>> start

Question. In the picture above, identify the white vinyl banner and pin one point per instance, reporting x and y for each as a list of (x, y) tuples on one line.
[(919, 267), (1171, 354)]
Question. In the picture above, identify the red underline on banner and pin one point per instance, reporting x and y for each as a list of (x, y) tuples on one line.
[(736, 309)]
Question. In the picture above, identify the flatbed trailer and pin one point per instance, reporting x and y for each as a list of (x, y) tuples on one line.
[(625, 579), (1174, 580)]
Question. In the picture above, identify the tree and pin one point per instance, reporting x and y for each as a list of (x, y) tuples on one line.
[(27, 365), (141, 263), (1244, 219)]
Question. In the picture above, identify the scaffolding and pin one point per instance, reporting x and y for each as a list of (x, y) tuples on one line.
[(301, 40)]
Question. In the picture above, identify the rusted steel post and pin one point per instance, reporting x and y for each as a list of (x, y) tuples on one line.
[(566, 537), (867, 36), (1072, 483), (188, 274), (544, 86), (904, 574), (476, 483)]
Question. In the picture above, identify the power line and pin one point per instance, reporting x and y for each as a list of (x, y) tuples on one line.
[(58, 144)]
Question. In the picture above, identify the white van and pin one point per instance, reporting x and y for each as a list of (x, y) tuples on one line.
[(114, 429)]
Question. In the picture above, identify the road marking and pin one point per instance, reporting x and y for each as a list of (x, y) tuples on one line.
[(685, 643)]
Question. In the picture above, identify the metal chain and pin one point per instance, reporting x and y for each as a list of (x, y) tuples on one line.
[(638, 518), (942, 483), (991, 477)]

>> end
>> start

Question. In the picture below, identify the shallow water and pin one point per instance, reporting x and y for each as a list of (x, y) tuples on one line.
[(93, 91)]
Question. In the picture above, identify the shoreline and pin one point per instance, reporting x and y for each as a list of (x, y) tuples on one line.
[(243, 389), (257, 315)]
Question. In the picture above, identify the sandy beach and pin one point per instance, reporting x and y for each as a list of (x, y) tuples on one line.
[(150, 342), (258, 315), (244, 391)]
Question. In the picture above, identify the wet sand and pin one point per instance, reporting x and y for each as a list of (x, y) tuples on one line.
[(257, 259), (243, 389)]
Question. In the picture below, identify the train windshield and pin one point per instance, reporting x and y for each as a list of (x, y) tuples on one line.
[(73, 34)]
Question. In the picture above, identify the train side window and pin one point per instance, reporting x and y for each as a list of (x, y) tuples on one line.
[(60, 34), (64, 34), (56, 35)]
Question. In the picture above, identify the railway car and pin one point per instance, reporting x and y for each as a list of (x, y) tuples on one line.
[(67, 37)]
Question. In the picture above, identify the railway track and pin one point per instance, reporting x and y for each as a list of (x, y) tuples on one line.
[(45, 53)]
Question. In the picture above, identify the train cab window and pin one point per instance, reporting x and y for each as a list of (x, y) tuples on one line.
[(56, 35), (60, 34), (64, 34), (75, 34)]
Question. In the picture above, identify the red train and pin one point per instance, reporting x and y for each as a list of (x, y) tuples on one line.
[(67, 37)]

>> end
>> start

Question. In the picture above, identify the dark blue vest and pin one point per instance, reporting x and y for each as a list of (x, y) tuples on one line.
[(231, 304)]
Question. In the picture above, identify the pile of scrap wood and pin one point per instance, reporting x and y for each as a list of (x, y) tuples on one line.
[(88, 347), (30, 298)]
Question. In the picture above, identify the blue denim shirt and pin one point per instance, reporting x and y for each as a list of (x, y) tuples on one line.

>> end

— Stated problem —
Return the stretch of lines from the one containing "Question. In the picture above, identify the scaffolding" through the one containing "[(301, 40)]", both included, copied character for character.

— Solution —
Question. In the picture above, identify the scaffolding and pin one point per instance, reporting x and y for each as a list of (x, y) tuples on one line.
[(301, 40)]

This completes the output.